(Spatial annotation records)
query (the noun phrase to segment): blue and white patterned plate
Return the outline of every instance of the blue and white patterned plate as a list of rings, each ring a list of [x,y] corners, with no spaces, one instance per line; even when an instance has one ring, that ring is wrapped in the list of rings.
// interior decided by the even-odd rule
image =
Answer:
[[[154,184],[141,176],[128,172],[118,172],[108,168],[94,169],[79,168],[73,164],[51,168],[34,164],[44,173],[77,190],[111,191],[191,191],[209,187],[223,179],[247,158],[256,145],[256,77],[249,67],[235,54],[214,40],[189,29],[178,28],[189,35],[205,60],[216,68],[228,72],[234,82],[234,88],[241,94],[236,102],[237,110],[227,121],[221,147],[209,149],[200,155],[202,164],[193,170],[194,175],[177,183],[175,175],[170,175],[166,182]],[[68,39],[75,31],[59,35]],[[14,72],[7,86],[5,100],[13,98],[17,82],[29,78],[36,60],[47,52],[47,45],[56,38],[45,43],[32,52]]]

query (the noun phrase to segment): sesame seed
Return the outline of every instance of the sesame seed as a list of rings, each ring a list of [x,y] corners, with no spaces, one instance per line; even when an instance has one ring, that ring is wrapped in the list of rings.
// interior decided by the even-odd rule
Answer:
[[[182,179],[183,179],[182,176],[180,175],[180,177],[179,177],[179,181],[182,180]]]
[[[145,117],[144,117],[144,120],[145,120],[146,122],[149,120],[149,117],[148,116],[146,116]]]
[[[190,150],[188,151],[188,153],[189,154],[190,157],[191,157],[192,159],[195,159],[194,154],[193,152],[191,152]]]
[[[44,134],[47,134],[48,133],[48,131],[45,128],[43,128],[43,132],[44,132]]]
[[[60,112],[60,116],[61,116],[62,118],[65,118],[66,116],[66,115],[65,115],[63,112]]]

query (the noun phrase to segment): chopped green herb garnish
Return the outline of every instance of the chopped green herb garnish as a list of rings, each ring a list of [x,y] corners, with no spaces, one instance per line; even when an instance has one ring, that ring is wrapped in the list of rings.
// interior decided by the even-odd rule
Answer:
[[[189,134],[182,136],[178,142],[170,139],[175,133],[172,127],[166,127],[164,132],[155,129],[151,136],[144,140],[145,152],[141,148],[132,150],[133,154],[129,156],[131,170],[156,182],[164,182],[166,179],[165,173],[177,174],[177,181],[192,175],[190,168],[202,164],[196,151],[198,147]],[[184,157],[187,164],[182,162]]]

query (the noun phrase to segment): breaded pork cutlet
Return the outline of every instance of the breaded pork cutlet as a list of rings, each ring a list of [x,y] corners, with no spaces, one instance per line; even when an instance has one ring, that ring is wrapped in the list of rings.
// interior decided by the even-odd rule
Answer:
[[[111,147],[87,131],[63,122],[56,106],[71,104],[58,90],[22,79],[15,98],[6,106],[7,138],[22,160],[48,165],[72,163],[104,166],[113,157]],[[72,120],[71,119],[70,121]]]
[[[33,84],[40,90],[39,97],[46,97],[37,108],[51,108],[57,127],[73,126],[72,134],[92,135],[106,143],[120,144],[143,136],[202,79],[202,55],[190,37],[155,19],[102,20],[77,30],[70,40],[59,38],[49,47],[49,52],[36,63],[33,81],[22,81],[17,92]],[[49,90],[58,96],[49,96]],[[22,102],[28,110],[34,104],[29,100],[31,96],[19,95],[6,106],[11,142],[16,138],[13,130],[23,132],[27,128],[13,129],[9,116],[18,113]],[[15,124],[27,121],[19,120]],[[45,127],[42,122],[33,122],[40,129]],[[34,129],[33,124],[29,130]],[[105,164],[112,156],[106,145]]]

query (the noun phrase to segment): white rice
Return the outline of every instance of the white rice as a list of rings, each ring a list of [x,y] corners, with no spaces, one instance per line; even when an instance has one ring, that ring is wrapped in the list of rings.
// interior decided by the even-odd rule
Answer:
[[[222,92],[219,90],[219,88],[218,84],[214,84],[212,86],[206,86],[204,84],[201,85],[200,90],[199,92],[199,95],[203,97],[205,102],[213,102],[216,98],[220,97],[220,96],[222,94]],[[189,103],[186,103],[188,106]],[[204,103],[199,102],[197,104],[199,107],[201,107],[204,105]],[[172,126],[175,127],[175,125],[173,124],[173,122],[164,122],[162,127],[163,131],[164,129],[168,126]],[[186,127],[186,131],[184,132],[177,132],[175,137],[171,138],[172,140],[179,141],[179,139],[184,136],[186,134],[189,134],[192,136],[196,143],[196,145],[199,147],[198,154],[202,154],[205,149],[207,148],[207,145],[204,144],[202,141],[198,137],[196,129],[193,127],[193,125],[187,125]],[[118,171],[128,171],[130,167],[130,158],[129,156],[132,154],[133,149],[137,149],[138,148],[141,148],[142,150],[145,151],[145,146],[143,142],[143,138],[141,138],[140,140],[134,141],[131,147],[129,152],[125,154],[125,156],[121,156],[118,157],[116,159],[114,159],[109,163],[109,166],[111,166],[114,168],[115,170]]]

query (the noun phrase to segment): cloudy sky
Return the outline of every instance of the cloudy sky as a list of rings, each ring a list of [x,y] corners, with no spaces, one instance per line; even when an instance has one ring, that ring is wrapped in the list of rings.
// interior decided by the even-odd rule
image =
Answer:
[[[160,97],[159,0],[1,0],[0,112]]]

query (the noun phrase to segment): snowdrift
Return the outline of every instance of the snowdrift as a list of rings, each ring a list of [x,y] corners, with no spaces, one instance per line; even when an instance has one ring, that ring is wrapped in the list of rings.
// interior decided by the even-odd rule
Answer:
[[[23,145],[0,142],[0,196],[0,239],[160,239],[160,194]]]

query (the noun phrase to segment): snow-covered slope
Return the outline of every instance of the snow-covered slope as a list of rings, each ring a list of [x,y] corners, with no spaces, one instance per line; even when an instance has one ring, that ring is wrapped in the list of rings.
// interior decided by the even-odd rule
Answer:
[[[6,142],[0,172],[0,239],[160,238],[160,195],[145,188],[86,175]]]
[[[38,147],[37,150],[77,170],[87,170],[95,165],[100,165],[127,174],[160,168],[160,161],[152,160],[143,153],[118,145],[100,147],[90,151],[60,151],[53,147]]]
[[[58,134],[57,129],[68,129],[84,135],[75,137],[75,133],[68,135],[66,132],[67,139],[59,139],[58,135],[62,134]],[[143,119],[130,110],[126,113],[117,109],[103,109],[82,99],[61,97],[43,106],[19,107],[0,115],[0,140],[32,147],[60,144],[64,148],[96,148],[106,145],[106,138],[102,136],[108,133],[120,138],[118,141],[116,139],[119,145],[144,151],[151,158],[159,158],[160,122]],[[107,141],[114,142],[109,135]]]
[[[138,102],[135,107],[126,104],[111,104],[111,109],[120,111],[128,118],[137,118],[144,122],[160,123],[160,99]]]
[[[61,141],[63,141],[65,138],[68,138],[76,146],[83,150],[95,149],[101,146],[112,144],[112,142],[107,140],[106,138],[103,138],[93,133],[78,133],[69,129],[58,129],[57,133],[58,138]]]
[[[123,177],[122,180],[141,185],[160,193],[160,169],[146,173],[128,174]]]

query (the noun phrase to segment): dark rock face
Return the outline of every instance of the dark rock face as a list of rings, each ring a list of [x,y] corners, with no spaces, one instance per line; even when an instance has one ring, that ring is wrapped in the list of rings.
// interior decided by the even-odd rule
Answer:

Directions →
Transcribe without any change the stretch of the items above that starts with the line containing "query (the noun phrase to segment): cloudy" and ends with the line containing "[[[23,145],[0,142],[0,196],[0,239],[160,239],[160,194]]]", including both of those lines.

Result for this task →
query (the noun phrase to segment): cloudy sky
Return the outline of every instance of the cloudy sky as a list of rings, each ring a list of [x,y] corners, with no spaces, one instance per line; even when an instance has one ring, that ring is wrapped in the list of rings.
// interior decided by the even-odd rule
image =
Answer:
[[[160,97],[159,0],[1,0],[0,112]]]

query (the noun phrase to segment): snowdrift
Return the outline of every instance of the snowdrift as a list of rings, each ring a list of [x,y] corners, with no spaces, one instance per line; even when an instance has one ring, that ring is wrapped in the list of rings.
// interior decided by the even-odd rule
Answer:
[[[23,145],[0,142],[0,196],[0,239],[160,239],[160,194]]]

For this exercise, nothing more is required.